▶ EXERCISE BRIEF
Every single entry that follows is to be retyped exactly.

═════ INPUT RECORDS

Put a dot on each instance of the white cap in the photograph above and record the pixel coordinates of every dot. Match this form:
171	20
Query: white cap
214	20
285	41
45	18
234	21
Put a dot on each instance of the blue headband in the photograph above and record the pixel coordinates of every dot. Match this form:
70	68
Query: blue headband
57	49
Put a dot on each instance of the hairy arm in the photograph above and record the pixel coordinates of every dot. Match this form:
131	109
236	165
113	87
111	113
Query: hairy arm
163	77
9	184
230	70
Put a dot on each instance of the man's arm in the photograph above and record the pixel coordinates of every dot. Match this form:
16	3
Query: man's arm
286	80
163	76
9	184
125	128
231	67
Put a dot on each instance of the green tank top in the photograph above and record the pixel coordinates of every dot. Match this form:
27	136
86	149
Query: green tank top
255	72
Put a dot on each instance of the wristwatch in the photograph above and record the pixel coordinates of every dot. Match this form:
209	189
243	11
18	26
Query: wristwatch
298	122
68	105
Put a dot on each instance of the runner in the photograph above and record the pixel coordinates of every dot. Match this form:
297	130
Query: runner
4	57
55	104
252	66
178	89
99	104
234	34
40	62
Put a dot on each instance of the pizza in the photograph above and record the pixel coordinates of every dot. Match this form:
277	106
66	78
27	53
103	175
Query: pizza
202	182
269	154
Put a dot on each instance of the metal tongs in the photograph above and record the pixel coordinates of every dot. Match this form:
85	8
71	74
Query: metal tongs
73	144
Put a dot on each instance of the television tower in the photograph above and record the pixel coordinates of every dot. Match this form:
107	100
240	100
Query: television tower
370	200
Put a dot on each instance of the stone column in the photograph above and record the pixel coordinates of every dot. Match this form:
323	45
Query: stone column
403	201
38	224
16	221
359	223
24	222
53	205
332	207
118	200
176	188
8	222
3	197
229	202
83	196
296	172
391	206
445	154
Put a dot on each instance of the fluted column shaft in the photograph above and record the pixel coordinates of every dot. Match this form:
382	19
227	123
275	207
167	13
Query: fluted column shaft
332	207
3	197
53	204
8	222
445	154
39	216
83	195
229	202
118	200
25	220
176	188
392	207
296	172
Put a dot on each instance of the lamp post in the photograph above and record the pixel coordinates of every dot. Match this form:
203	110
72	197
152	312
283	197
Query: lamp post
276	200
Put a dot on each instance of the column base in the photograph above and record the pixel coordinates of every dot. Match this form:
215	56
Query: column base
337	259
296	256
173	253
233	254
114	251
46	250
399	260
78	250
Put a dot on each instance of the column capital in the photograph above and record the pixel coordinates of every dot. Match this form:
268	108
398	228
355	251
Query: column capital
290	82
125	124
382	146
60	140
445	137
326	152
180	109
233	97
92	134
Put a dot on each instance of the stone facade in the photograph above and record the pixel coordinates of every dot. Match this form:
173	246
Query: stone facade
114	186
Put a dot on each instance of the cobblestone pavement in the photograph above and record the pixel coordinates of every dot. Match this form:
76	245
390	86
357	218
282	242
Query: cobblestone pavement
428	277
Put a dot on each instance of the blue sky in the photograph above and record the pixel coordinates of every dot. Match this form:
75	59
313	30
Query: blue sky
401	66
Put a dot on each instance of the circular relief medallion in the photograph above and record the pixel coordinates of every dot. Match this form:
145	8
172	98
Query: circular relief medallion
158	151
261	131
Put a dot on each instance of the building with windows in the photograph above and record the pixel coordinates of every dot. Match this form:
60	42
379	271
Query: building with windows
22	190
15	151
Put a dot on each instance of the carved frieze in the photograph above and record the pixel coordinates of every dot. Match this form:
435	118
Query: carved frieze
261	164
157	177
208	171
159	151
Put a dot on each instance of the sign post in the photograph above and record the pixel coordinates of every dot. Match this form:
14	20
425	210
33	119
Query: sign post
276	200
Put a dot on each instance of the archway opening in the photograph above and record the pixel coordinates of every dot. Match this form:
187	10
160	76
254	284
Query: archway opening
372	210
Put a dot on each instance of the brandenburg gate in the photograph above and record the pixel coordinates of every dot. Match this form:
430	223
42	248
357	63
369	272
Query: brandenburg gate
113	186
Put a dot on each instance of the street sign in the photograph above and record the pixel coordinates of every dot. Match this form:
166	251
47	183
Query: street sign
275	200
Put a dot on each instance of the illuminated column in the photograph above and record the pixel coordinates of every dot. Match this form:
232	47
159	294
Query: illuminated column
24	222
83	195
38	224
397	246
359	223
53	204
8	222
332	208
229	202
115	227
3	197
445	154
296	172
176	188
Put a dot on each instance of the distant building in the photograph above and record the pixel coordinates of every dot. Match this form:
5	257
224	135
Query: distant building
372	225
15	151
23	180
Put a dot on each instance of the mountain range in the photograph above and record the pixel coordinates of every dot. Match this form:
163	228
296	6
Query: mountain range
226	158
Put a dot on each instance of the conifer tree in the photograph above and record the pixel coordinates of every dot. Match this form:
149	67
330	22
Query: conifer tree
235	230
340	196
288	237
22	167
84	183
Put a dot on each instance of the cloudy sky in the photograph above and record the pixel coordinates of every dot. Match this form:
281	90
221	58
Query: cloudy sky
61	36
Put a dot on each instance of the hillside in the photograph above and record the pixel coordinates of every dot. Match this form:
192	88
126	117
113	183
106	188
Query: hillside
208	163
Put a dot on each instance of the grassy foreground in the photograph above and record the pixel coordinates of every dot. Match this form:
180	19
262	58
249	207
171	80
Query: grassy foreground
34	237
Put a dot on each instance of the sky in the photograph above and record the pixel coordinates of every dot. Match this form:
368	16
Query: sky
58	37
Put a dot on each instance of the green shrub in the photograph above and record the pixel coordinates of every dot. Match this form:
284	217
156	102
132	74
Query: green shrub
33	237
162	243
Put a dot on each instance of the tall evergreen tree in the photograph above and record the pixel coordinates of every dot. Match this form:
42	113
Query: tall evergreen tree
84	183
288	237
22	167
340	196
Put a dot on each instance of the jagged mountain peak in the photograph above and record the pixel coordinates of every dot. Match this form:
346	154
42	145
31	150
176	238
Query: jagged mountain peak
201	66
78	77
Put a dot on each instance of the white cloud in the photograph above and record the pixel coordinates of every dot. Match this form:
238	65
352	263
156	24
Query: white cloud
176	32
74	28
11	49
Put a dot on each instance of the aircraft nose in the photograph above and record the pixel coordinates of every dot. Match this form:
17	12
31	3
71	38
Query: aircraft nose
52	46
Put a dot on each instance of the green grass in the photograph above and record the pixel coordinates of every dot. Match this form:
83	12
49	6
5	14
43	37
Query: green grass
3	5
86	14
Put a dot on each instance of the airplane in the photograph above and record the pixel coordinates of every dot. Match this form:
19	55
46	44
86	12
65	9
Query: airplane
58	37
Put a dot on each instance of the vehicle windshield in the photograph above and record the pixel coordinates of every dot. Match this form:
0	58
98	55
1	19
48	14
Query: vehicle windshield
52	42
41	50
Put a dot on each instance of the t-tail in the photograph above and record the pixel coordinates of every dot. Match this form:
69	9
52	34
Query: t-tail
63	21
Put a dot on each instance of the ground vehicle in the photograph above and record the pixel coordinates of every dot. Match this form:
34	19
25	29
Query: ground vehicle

══════════

▶ EXERCISE SOLUTION
Put a dot on each instance of the white cap in the photograph above and record the pixel coordinates of every dot. Match this form:
171	20
Query: white cap
214	20
285	41
45	18
234	21
Put a dot on each instance of the blue headband in the photograph above and record the pixel coordinates of every dot. Match this form:
70	68
Query: blue headband
57	49
Put a dot on each instance of the hairy arm in the photograph above and record the pixel coordinates of every dot. Match this form:
131	109
236	165
113	87
111	113
Query: hairy arm
163	77
9	184
230	70
Put a dot on each instance of the man's arm in the photograph above and record the pixel coordinates of every dot. Match this form:
16	3
Query: man's arm
286	80
163	76
9	184
125	128
231	67
Put a dot on each instance of the green tank top in the photograph above and record the pixel coordinates of every dot. Match this form:
27	136
86	149
Query: green tank top
255	72
Put a dot on each instance of the wristwatch in the photograph above and record the pixel coordinates of every dot. Match this form:
209	189
243	11
18	26
Query: wristwatch
298	122
68	105
Put a dot on each instance of the runner in the photograph above and record the pixel coordinates of every dot. Match this form:
297	130
Query: runner
4	57
55	104
252	66
178	89
99	104
234	34
40	62
Put a dot on each instance of the pizza in the photograph above and record the pixel coordinates of every dot. Match this form:
277	106
66	78
27	53
103	175
Query: pizza
202	182
269	154
Put a dot on each instance of the metal tongs in the photograph above and record the pixel coordinates of every dot. Match this form:
85	8
71	74
Query: metal tongs
73	144
Put a dot on each instance of the television tower in the photograph above and record the pixel coordinates of every dot. Match this form:
107	100
240	100
Query: television tower
370	200
Put a dot on each instance of the stone column in the photograph above and record the pixel coordinates of every dot. Match this form:
323	45
Query: stone column
403	201
38	224
16	221
359	223
24	222
53	205
332	207
118	200
176	188
8	222
3	197
229	202
83	196
296	172
391	206
445	154
Put a dot on each instance of the fluted column shaft in the photograph above and record the pixel coordinates of every dot. Match this form:
382	19
227	123
275	207
167	13
Query: fluted column shaft
332	207
3	197
53	204
8	222
445	154
39	216
83	195
229	202
118	200
25	220
176	188
392	207
296	172
Put a dot on each instance of the lamp post in the photograph above and record the pixel coordinates of every dot. Match this form:
203	110
72	197
152	312
283	197
Query: lamp post
276	200
Put a dot on each instance of the column base in the photograph above and record the pixel coordinates of every dot. Match this form:
215	56
Query: column base
337	259
296	256
173	253
233	254
114	251
46	250
399	260
78	250
Put a dot on each instance of the column capital in the photograph above and record the pixel coordinates of every dot. Match this form:
268	108
398	228
355	251
Query: column capital
290	82
125	124
382	146
60	140
445	137
326	152
180	109
233	97
92	134
Put a dot on each instance of the stone facade in the photograph above and record the pixel coordinates of every dot. Match this form:
173	246
Query: stone facade
114	186
Put a dot on each instance of the cobblestone pavement in the photograph above and record the pixel coordinates of every dot. Match this form:
76	245
390	86
357	218
282	242
Query: cobblestone pavement
428	277
Put a dot on each instance of the blue sky in the photograph above and record the pixel coordinates of every dot. Match this form:
75	59
313	30
Query: blue sky
401	66
Put a dot on each instance of the circular relief medallion in the photograph above and record the pixel coordinates of every dot. Match this form:
145	8
172	98
Query: circular relief medallion
158	151
261	131
Put a dot on each instance of the building with windows in the photograph above and record the pixel coordinates of every dot. Match this form:
60	42
379	271
Query: building with windows
22	190
15	151
Put a dot on each instance of the carved frieze in the photograph above and record the pixel coordinates of every dot. Match this form:
435	118
Query: carved frieze
261	164
157	177
208	171
159	151
Put a dot on each instance of the sign post in the photograph above and record the pixel coordinates of every dot. Match this form:
14	20
425	210
33	119
Query: sign post
276	200
Put a dot on each instance of the archway opening in the photograph above and record the pixel coordinates of every dot. Match this form:
187	10
160	76
254	284
Query: archway opening
372	210
Put a dot on each instance of the brandenburg gate in the photograph above and record the pixel coordinates of every dot. Match this form:
430	223
42	248
357	63
369	272
Query: brandenburg gate
113	186
Put a dot on each instance of the street sign in the photograph above and record the pixel coordinates of every dot. Match this form:
166	251
47	183
Query: street sign
275	200
Put a dot on each instance of the illuminated column in the photograph above and record the pixel coordinates of every dot. Match this form:
232	47
159	294
Query: illuminated column
24	222
83	195
38	224
397	246
359	223
53	204
8	222
332	208
229	202
115	227
3	197
445	154
296	172
176	188
Put a dot on each instance of the distant building in the photograph above and record the pixel coordinates of every dot. Match this form:
5	257
224	135
Query: distant building
372	225
15	151
23	180
Put a dot on each instance of the mountain range in the photograph above and record the pixel coordinates of every dot. Match this form:
163	228
296	6
Query: mountain range
226	158
Put a dot on each instance of the conifer tree in the photograph above and record the pixel coordinates of every dot. Match this form:
149	67
330	22
Query: conifer tree
235	230
340	196
288	237
22	167
84	183
Put a dot on each instance of the cloudy sky in the photograph above and record the pixel coordinates of every dot. Match this form:
281	90
221	58
Query: cloudy sky
61	36
Put a dot on each instance of the hillside in the photograph above and record the pixel coordinates of every dot. Match this form:
192	88
126	117
113	183
106	188
Query: hillside
208	163
Put a dot on each instance of the grassy foreground in the photograph above and record the pixel coordinates of every dot. Match this form:
180	19
262	58
249	207
171	80
Query: grassy foreground
34	237
Put a dot on each instance of the sky in the photograph above and record the pixel coordinates of every dot. Match this form:
368	16
Query: sky
58	37
Put a dot on each instance of the green shrub in the photograph above and record the pixel coordinates of every dot. Match this form:
284	217
156	102
132	74
Query: green shrub
33	237
162	243
Put a dot on each instance of the tall evergreen tree in the photograph above and record the pixel coordinates of every dot. Match this form:
42	113
Query: tall evergreen tree
84	183
288	237
22	167
340	196
Put a dot on each instance of the jagged mountain peak in the photograph above and record the pixel coordinates of every dot. Match this form:
346	154
42	145
31	150
176	238
Query: jagged mountain peak
201	66
78	77
Put a dot on each instance of the white cloud in the photograph above and record the pixel coordinates of every dot. Match this form:
238	65
352	263
156	24
Query: white cloud
176	32
74	28
11	49
Put a dot on each instance of the aircraft nose in the photograph above and record the pixel coordinates of every dot. Match this form:
17	12
31	3
71	38
Query: aircraft nose
52	46
Put a dot on each instance of the green grass in the photograph above and record the pixel coordinates of every dot. Match this form:
83	12
49	6
5	14
43	37
Query: green grass
3	5
86	14
Put a dot on each instance of the airplane in the photograph above and record the pixel coordinates of every dot. Match this form:
19	55
46	44
86	12
65	9
Query: airplane
58	37
Put a dot on each instance of the vehicle windshield in the photograph above and record the pixel coordinates of every dot. Match this form:
0	58
98	55
1	19
48	14
Query: vehicle windshield
52	42
41	50
Put a dot on each instance of the t-tail in the photograph above and record the pixel coordinates of every dot. Match this form:
69	9
52	34
Query: t-tail
63	21
Put a dot on each instance of the ground vehicle in the photograph above and record the pixel coordinates of every dot. Match this form:
34	19
25	29
Query: ground vehicle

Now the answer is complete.